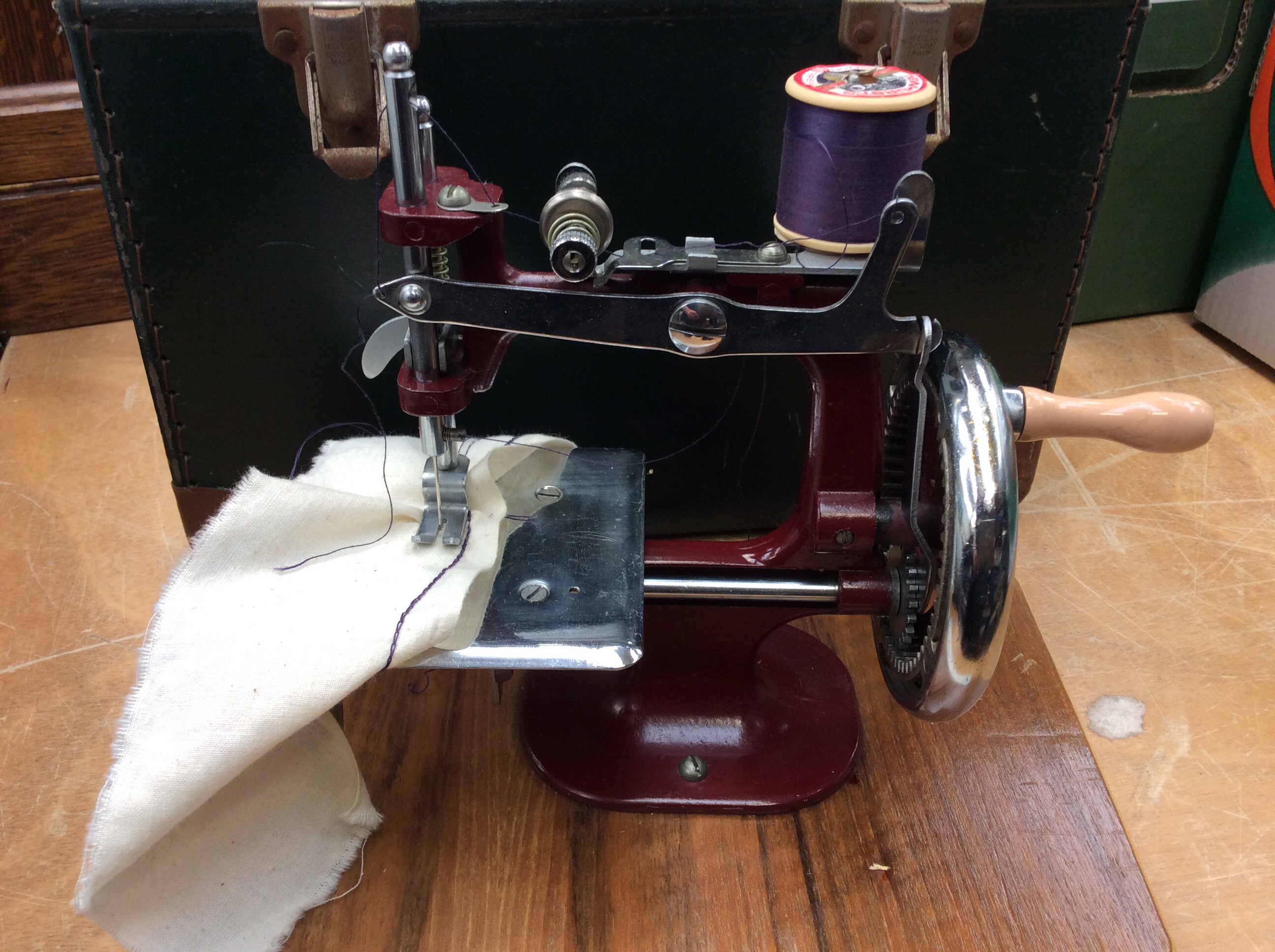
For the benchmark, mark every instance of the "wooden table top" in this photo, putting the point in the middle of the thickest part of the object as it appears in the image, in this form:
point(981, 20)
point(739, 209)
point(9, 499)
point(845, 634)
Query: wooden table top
point(995, 832)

● ● ● ● ●

** What needs to be done **
Render the entries above as a Markdown table with the columns Row and Line, one line of text per row, numbered in order and with blank lines dropped. Leave out the pictures.

** Solution for this problem **
| Row | Line |
|---|---|
| 1 | For the benchmark, mark every instance of the "wooden table top" in this photo, putting the point in the middle of the thickest part of the object as it appears in the image, in this form: |
| 2 | point(981, 20) |
| 3 | point(739, 209) |
| 4 | point(9, 499) |
| 5 | point(845, 634) |
| 6 | Query: wooden table top |
| 7 | point(995, 832) |